### 課題:
下の入れ歯の紛失についての文章によると、入れ歯をなくしたことがある人に対して、まず何をしなければならないとされていますか。

通常時の治療計画は、入れ歯作成と完成、調整、義歯メンテナンスになると思うが、義歯を紛失したことがある方に関しては、患者背景の中で注意点がいくつかある。

まず、義歯を紛失された方は再度、紛失してしまう可能性がある為、紛失を予防する方法の提案をしなければならない。しかし認知症や介助者の高齢化の為徹底した管理が行き通らないことはよくある。それ故全て任せるのではなく、生活の流れに沿った管理方法を提案できることがベストだ。


管理方法例をいくつか紹介する前に、訪問前のこの事前情報では、少し足りないので、確認事項を整理して効率的に情報収集をしていく必要がある。効率的な情報収集がなぜ必要かは追って説明する。

まず現場での確認事項だが、


追加情報収集項目)

### 提供データ:
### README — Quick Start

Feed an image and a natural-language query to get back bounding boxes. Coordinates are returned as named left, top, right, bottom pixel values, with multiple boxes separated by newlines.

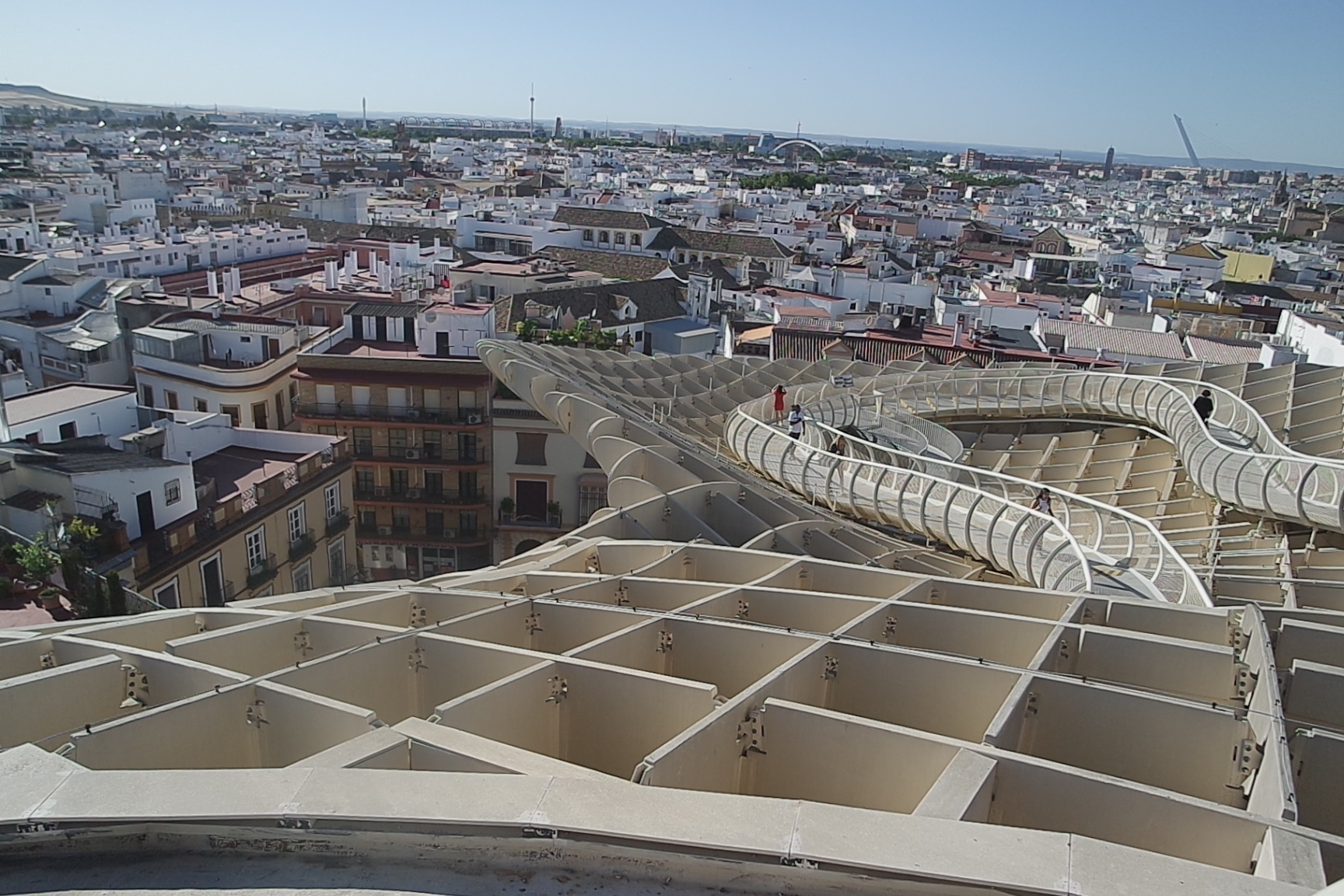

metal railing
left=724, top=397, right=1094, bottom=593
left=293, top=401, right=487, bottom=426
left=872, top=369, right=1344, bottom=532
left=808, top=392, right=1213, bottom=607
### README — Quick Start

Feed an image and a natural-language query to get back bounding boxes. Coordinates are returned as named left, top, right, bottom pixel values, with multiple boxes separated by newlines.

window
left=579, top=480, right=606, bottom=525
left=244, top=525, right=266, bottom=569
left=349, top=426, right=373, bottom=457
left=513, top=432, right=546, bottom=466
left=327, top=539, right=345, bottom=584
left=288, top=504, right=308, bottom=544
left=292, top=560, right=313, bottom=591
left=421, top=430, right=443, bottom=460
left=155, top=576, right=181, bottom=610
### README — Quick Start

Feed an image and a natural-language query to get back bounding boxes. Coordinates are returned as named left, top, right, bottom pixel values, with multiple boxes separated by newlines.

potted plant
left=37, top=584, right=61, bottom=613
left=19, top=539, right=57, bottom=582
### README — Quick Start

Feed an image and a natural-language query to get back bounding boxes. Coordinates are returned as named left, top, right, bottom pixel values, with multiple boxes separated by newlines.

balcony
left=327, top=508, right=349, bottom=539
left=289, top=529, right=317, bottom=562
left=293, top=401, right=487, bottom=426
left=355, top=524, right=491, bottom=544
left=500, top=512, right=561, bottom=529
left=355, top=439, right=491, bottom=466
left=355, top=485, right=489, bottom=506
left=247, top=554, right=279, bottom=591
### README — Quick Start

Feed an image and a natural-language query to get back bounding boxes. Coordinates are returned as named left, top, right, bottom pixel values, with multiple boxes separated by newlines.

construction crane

### 回答:
紛失を予防する方法を提案しなければならないとされています。